Recorded information:
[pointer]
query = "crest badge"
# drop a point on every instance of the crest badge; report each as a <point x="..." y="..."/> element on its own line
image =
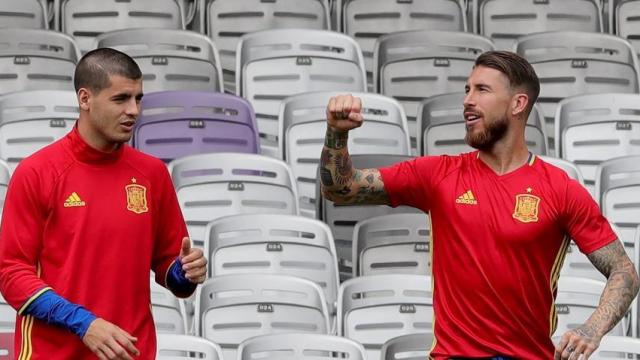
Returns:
<point x="526" y="209"/>
<point x="136" y="197"/>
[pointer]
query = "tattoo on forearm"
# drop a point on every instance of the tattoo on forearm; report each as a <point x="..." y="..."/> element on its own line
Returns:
<point x="621" y="288"/>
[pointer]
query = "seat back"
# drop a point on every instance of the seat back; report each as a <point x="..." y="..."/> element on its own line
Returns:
<point x="35" y="59"/>
<point x="617" y="191"/>
<point x="169" y="59"/>
<point x="30" y="120"/>
<point x="274" y="244"/>
<point x="274" y="64"/>
<point x="228" y="20"/>
<point x="174" y="124"/>
<point x="392" y="244"/>
<point x="366" y="20"/>
<point x="407" y="347"/>
<point x="374" y="309"/>
<point x="233" y="308"/>
<point x="594" y="128"/>
<point x="185" y="347"/>
<point x="294" y="346"/>
<point x="23" y="14"/>
<point x="505" y="20"/>
<point x="303" y="125"/>
<point x="213" y="185"/>
<point x="342" y="219"/>
<point x="572" y="63"/>
<point x="414" y="65"/>
<point x="441" y="127"/>
<point x="576" y="300"/>
<point x="86" y="19"/>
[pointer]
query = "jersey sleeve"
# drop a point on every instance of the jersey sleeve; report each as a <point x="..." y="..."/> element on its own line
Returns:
<point x="23" y="218"/>
<point x="411" y="182"/>
<point x="583" y="220"/>
<point x="169" y="227"/>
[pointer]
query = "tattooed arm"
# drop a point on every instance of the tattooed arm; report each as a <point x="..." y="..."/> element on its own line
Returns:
<point x="340" y="181"/>
<point x="622" y="287"/>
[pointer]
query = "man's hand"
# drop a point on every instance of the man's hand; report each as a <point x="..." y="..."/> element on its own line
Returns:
<point x="344" y="112"/>
<point x="109" y="342"/>
<point x="582" y="340"/>
<point x="193" y="262"/>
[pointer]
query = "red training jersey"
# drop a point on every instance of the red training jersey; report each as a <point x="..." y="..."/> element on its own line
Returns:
<point x="89" y="225"/>
<point x="498" y="243"/>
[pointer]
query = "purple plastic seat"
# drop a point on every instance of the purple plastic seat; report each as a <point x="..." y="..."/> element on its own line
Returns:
<point x="174" y="124"/>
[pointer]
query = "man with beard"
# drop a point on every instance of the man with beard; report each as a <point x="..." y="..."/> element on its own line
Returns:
<point x="501" y="223"/>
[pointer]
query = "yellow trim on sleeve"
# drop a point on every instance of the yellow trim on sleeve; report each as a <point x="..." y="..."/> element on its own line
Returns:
<point x="32" y="299"/>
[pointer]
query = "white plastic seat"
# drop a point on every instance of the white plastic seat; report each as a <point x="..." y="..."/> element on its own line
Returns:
<point x="213" y="185"/>
<point x="274" y="64"/>
<point x="30" y="120"/>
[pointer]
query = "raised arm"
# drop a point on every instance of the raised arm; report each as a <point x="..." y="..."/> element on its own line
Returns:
<point x="340" y="181"/>
<point x="622" y="287"/>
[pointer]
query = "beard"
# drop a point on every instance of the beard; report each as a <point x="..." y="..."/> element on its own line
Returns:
<point x="485" y="140"/>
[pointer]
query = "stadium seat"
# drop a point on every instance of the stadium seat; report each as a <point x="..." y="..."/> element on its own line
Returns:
<point x="35" y="59"/>
<point x="184" y="347"/>
<point x="7" y="351"/>
<point x="392" y="244"/>
<point x="225" y="21"/>
<point x="169" y="314"/>
<point x="624" y="16"/>
<point x="233" y="308"/>
<point x="175" y="124"/>
<point x="30" y="14"/>
<point x="597" y="127"/>
<point x="342" y="219"/>
<point x="30" y="120"/>
<point x="213" y="185"/>
<point x="296" y="346"/>
<point x="5" y="175"/>
<point x="407" y="347"/>
<point x="374" y="309"/>
<point x="169" y="59"/>
<point x="303" y="125"/>
<point x="274" y="64"/>
<point x="573" y="63"/>
<point x="441" y="127"/>
<point x="570" y="168"/>
<point x="576" y="300"/>
<point x="505" y="20"/>
<point x="617" y="191"/>
<point x="7" y="316"/>
<point x="274" y="244"/>
<point x="617" y="347"/>
<point x="366" y="20"/>
<point x="414" y="65"/>
<point x="86" y="19"/>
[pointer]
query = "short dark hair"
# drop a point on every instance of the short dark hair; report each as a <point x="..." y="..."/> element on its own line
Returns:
<point x="96" y="66"/>
<point x="517" y="69"/>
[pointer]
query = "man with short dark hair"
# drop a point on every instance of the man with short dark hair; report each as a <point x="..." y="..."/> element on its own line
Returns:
<point x="501" y="220"/>
<point x="85" y="220"/>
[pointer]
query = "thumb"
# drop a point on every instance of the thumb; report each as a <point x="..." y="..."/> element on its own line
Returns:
<point x="186" y="247"/>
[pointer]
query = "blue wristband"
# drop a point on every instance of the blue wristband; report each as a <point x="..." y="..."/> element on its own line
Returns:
<point x="55" y="310"/>
<point x="177" y="282"/>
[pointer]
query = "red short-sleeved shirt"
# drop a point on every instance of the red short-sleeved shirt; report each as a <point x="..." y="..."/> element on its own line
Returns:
<point x="498" y="243"/>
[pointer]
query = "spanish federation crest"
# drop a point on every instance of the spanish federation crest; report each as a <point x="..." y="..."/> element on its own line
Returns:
<point x="136" y="197"/>
<point x="526" y="208"/>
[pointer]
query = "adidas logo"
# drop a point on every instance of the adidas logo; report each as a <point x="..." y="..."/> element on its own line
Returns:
<point x="74" y="201"/>
<point x="467" y="198"/>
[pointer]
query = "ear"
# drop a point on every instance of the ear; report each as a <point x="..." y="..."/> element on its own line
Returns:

Exercise objective: Locate each line in the listing above that contains the word "beard", and copy those lines in full.

Answer to the problem:
query = "man with beard"
# drop a point on every instance of the man with beard; report each as a <point x="..." y="..."/> element on its own line
query = "beard"
# drop a point on every instance of the beard; report each as a <point x="..." y="..."/> element on its own line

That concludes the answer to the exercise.